» Given records
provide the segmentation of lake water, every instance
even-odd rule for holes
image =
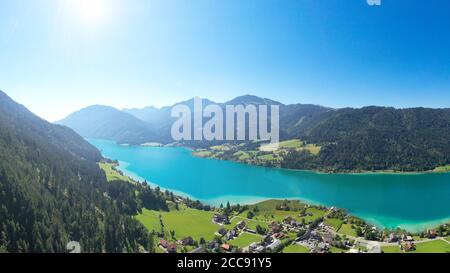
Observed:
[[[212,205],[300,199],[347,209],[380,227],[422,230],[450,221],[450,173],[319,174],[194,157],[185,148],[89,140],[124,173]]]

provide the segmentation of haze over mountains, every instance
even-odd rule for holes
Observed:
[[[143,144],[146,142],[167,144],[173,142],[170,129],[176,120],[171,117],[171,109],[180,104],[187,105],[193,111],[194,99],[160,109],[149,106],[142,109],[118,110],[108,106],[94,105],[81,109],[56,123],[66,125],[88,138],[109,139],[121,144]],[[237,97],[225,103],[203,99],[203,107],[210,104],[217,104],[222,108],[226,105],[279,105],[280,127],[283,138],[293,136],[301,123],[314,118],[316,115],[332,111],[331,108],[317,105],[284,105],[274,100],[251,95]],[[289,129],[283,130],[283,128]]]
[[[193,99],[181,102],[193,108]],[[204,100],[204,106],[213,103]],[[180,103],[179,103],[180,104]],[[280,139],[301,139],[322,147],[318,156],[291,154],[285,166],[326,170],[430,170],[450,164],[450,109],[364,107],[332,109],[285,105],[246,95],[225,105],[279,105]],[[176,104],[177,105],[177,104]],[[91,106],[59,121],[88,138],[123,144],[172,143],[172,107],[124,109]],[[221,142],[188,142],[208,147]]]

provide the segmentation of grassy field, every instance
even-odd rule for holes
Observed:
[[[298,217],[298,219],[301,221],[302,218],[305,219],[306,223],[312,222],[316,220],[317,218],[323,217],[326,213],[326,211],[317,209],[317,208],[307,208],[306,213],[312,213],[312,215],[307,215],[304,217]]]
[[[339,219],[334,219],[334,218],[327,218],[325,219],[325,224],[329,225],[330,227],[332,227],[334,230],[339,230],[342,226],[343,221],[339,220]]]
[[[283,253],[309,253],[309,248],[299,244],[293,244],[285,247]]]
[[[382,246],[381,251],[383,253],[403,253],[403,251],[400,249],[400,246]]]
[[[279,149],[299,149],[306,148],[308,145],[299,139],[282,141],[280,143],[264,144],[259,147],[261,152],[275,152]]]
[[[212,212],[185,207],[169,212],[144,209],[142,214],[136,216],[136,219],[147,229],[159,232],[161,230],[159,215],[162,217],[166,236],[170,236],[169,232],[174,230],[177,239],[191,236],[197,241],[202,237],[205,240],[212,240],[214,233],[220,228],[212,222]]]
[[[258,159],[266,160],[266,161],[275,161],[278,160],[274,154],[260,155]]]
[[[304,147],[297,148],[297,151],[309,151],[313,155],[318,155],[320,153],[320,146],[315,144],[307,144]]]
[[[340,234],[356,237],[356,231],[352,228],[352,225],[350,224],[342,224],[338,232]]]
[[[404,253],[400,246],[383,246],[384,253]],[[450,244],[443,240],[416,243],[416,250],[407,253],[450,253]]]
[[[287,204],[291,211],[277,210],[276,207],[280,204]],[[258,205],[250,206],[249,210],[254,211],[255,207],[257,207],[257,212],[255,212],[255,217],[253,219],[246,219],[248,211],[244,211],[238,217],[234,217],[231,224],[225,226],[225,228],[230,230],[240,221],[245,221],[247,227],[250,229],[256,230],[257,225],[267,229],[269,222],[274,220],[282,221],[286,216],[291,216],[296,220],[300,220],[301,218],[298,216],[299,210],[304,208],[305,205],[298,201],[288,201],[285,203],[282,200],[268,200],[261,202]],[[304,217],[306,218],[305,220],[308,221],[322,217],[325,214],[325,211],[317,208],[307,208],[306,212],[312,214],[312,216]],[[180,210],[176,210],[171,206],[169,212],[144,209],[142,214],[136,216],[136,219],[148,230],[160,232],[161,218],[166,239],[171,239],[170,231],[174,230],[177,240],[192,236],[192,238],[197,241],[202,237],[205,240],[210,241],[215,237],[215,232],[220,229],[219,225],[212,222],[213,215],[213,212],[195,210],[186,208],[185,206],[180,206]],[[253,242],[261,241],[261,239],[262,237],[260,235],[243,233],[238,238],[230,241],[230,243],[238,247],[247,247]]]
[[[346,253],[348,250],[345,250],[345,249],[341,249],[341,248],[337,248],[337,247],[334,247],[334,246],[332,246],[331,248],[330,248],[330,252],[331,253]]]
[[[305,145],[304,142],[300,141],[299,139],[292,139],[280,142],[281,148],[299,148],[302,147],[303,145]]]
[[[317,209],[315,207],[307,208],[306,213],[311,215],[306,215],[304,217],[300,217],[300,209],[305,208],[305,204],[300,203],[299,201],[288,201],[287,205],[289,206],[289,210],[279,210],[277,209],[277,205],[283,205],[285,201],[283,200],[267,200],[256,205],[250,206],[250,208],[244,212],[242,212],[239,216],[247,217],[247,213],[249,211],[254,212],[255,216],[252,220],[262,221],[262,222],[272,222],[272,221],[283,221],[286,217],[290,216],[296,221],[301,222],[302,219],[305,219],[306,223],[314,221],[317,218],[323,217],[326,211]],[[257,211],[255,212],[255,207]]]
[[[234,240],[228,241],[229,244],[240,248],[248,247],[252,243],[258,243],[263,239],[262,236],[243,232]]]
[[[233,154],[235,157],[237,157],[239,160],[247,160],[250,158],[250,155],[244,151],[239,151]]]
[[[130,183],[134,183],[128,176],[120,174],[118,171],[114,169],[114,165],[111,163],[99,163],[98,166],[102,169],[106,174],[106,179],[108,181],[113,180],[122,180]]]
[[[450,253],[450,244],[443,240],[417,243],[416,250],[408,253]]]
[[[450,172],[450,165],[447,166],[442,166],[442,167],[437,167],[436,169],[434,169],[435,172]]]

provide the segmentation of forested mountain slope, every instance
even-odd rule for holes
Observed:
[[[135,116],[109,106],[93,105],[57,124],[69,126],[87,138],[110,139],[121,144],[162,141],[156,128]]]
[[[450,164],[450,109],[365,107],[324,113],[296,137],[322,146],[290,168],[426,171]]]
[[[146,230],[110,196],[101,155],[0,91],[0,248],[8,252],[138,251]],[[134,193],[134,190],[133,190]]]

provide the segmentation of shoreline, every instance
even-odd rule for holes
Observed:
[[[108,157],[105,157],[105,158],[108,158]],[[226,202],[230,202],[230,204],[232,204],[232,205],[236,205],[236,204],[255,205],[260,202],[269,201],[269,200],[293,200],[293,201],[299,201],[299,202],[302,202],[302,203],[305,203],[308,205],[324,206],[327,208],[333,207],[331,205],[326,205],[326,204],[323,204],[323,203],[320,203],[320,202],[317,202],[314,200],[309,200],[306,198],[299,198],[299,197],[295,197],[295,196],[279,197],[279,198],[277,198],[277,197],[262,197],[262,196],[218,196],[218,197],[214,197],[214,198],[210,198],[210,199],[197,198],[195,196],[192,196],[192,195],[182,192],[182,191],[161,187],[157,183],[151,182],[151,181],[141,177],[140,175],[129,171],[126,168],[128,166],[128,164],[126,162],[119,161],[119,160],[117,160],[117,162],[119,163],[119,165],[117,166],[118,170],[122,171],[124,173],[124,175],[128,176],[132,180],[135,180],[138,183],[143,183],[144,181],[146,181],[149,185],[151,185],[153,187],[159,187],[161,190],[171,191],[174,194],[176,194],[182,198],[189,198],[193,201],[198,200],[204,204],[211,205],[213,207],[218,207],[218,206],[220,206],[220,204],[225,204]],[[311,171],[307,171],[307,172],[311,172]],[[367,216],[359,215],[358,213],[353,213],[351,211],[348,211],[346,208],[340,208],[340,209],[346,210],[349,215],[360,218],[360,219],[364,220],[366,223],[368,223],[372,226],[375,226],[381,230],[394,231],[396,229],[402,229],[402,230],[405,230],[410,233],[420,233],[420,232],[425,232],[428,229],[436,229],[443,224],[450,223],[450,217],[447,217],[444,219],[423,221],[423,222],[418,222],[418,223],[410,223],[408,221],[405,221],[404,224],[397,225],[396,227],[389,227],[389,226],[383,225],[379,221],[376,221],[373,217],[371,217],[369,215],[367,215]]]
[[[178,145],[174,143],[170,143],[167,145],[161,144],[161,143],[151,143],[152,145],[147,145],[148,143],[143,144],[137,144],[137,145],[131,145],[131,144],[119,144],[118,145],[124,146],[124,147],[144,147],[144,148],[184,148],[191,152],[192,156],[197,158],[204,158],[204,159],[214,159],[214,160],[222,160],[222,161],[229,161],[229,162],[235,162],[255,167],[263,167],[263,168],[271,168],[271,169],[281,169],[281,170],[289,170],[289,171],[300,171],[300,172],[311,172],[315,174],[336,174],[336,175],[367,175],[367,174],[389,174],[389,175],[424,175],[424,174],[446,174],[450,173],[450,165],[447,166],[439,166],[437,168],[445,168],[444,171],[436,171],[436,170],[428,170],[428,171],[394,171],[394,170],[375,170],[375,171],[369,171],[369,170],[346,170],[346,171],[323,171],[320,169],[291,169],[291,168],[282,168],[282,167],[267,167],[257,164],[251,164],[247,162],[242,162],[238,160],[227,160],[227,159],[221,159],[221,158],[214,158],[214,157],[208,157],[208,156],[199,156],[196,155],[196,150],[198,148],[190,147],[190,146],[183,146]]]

» Exercise details
Wherever a line of the data above contains "provide", copy that line.

» Solution for this problem
provide the segmentation of lake water, every instance
provide the segmentation of haze over mountains, every instance
provide the segmentation of grassy field, every instance
provide the segmentation of forested mountain slope, every instance
provide the segmentation of shoreline, every instance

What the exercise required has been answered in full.